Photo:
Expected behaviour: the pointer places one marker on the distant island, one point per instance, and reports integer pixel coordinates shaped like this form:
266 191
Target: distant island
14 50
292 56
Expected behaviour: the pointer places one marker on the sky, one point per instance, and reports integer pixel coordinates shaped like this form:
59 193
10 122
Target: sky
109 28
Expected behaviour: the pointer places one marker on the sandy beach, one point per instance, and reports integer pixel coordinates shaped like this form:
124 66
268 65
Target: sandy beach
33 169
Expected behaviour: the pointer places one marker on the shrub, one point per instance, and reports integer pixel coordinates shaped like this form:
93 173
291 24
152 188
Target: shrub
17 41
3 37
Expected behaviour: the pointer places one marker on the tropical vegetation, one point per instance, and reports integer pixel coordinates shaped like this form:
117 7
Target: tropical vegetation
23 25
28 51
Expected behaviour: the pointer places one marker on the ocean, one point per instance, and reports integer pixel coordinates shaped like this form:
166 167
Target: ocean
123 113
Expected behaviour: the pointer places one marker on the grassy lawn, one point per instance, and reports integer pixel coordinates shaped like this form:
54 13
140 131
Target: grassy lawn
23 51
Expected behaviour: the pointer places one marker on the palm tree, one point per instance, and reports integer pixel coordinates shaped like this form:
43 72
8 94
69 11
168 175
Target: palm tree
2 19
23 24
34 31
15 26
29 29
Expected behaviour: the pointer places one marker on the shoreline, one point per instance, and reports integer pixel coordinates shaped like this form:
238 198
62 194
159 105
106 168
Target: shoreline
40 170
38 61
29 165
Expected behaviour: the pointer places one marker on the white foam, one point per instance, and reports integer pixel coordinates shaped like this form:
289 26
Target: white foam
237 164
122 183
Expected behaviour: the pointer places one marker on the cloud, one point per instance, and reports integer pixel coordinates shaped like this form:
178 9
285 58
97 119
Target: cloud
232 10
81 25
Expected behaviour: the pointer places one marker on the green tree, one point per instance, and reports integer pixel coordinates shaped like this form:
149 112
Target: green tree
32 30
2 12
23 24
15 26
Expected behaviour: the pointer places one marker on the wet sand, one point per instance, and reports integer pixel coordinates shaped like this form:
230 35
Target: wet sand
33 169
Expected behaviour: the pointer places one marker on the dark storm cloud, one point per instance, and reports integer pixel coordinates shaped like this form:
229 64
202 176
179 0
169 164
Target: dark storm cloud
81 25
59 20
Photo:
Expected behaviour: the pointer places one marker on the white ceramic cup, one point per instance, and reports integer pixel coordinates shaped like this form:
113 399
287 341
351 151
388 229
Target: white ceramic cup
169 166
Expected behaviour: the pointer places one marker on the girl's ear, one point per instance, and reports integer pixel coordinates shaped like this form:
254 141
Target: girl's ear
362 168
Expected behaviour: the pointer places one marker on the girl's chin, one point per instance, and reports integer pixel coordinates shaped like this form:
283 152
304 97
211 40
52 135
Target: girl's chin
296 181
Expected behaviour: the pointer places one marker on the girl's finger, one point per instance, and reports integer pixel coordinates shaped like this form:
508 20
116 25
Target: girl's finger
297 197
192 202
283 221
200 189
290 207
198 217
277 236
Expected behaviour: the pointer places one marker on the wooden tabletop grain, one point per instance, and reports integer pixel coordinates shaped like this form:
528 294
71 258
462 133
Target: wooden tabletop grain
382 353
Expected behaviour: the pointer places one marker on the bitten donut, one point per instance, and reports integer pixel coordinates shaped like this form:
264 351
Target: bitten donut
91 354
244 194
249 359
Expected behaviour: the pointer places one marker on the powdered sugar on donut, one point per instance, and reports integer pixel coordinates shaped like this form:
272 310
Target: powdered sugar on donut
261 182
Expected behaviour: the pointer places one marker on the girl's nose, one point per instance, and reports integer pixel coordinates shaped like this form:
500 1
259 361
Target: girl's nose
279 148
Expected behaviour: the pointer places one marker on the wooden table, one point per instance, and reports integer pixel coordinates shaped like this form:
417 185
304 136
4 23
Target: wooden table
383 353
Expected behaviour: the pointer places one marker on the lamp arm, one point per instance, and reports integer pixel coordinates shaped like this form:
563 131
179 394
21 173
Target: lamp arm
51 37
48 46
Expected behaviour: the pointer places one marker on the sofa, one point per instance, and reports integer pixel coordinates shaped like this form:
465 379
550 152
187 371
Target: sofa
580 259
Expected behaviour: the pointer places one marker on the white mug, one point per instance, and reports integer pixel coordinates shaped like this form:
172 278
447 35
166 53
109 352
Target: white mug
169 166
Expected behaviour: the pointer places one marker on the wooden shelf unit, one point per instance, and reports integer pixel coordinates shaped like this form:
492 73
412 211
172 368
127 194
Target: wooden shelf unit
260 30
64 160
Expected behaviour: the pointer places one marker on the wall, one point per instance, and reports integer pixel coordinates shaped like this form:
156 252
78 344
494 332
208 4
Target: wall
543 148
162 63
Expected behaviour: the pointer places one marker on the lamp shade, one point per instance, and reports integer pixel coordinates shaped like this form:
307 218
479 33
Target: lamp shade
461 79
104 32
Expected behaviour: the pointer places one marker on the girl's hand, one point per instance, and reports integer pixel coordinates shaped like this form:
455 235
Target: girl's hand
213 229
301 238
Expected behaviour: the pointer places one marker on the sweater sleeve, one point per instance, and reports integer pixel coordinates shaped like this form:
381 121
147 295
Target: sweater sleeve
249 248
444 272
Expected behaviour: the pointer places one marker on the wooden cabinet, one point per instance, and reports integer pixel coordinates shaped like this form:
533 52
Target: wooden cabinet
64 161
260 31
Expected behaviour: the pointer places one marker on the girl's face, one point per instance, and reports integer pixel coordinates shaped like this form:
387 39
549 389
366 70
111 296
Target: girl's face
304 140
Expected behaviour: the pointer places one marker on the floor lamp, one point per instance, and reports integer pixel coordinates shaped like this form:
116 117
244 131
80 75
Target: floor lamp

_TASK BRIEF_
Transcribe each entry precisely, missing none.

_WRITTEN ANSWER_
Photo:
Expected behaviour: the pointer places one marker on the distant island, one point per instance, and reports integer pixel coordinates shaped like this form:
266 191
Target: distant island
14 50
292 56
Expected behaviour: the pointer places one marker on the sky, one point per instance, and reports integer pixel coordinates shaped like this form:
59 193
10 122
Target: sky
109 28
Expected behaviour: the pointer places one marker on the sandy beach, one point per instance, and reports integer pixel coordinates shaped like this form:
124 66
268 65
Target: sandy beach
33 169
Expected behaviour: the pointer places one marker on the shrub, one point per instance, and reports integer pixel coordinates shaped like this form:
93 173
291 24
152 188
Target: shrub
17 41
3 37
Expected behaviour: the pointer places one marker on the tropical vegetation, one point per instance, and reports integer pixel coordinates shaped like this form:
117 7
Target: tropical vegetation
23 25
28 51
Expected behaviour: the pointer places one marker on the ocean, one point per instance, and reports integer pixel coordinates shaped like this form:
166 167
Target: ocean
123 113
Expected behaviour: the pointer places one marker on the grassy lawn, one point per instance, and reports integer pixel coordinates shaped like this form:
54 13
140 131
Target: grassy lawn
23 51
Expected behaviour: the pointer places one marker on the palm tree, one point per instance, and reports integer pixel coordinates shaped like this form:
43 72
8 94
69 11
168 175
Target: palm tree
2 19
23 24
34 31
15 26
29 29
Expected behaviour: the pointer places one marker on the shoreline, one point per instance, and reports integer pixel coordinates shaped like this form:
238 198
62 194
159 105
106 168
Target: shoreline
40 170
38 61
29 165
Expected behaviour: the pointer places one marker on the white foam, one point per instance, and reports integer pixel coordinates shaped like this form:
289 26
Target: white foam
237 164
122 183
Expected behaviour: the pointer places one marker on the cloud, one point per instance, and reports integer pixel coordinates shaped like this form:
178 9
285 58
97 119
Target: cloud
232 10
81 25
Expected behaviour: the pointer places one marker on the green tree, one point per instance, and reports integer pixel coordinates shaped like this form:
149 112
Target: green tree
32 30
2 12
23 24
15 26
Expected behaviour: the pointer places one marker on the wet sand, one point per instance, and reports integer pixel coordinates shaped like this form:
230 35
Target: wet sand
33 169
Expected behaviour: the pointer places one marker on the dark storm cloud, one point per instance, and reports integer pixel coordinates shaped like this form:
229 64
202 176
179 0
169 164
Target: dark storm cloud
81 25
59 20
Photo:
Expected behaviour: the pointer places one marker on the white ceramic cup, one point per instance, and reports integer pixel coordinates shaped like this form:
113 399
287 341
351 151
388 229
Target: white ceramic cup
169 166
Expected behaviour: the pointer places one marker on the girl's ear, one point per instance, and reports integer pixel coordinates shaped like this form:
254 141
Target: girl's ear
362 168
Expected behaviour: the pointer places one marker on the girl's chin, one point per instance, and reports integer pixel coordinates shaped like this form:
283 152
304 97
211 40
52 135
Target: girl's chin
296 181
Expected behaviour: the pointer places one marker on the girl's finger, one point per instance, and reports integer pixel coordinates shaped like this form:
508 20
116 25
Target: girl's finger
297 197
192 202
283 221
200 189
290 207
198 217
277 236
Expected behaviour: the pointer places one marker on the wooden tabletop grain, one point per instance, and reports integer pixel coordinates shaped like this form:
528 294
71 258
462 133
Target: wooden tabletop grain
382 353
Expected behaviour: the pointer places one marker on the bitten donut, one point per instance, and reports integer pixel coordinates shaped like this form:
264 351
Target: bitten donut
91 354
244 194
249 359
Expected behaviour: the pointer places one marker on the powdered sugar on donut, one point per instance, and reports integer pixel coordinates shaped like this form:
272 310
Target: powdered sugar on donut
261 182
Expected behaviour: the pointer places one marker on the girl's nose, one point per instance, and reports integer pixel coordinates shaped like this form:
500 1
259 361
Target: girl's nose
279 148
Expected behaviour: the pointer places one marker on the wooden table, one point per instance, and reports integer pixel coordinates shaped like this form:
417 185
304 136
4 23
Target: wooden table
383 353
Expected behaviour: the pointer places one marker on the lamp arm, one point per instance, and reports integer pixel coordinates shaped like this form:
563 131
179 394
21 173
Target: lamp arm
51 37
48 46
Expected behaviour: the pointer places one marker on the sofa, one point per instance, and reports integer pixel coordinates shaped like this form:
465 379
550 152
187 371
Target: sofa
580 259
Expected behaviour: the pointer places one marker on the white mug, one point per instance, and reports integer pixel coordinates shaped like this form:
172 278
447 35
166 53
109 352
Target: white mug
169 166
Expected behaviour: the pointer places one marker on the wooden shelf unit, one point per instance, and reports integer pixel coordinates shaped like this form:
492 73
412 211
172 368
127 194
Target: wooden shelf unit
260 30
64 160
Expected behaviour: the pointer places one marker on the wall, one point per instance, and reports integer pixel coordinates shaped like this form:
156 252
78 344
494 332
208 4
Target: wall
543 148
162 63
Expected behaviour: the pointer places one marker on the lamp shade, one point per instance, and reports integer pixel coordinates shaped like this form:
307 218
479 33
Target: lamp shade
461 79
104 32
Expected behaviour: the pointer places one marker on the girl's hand, one point per instance, and reports integer pixel coordinates shaped like this form:
455 235
Target: girl's hand
213 229
301 238
Expected behaviour: the pointer places one marker on the sweater sleeve, one point per instance, and reports integer pixel coordinates shaped like this form:
381 121
147 295
Target: sweater sleeve
249 248
444 272
Expected behaviour: the pointer places one marker on the wooden cabinet, one point per instance, and reports integer pixel coordinates shaped like this form:
533 52
Target: wooden cabinet
64 161
260 31
Expected behaviour: the pointer places one marker on the girl's face, one point per instance, and reports integer pixel coordinates shaped like this form:
387 39
549 389
366 70
111 296
Target: girl's face
304 140
Expected behaviour: the pointer places one marker on the floor lamp, one point per instance, and reports integer pixel coordinates shaped like this form:
116 117
244 131
80 75
Target: floor lamp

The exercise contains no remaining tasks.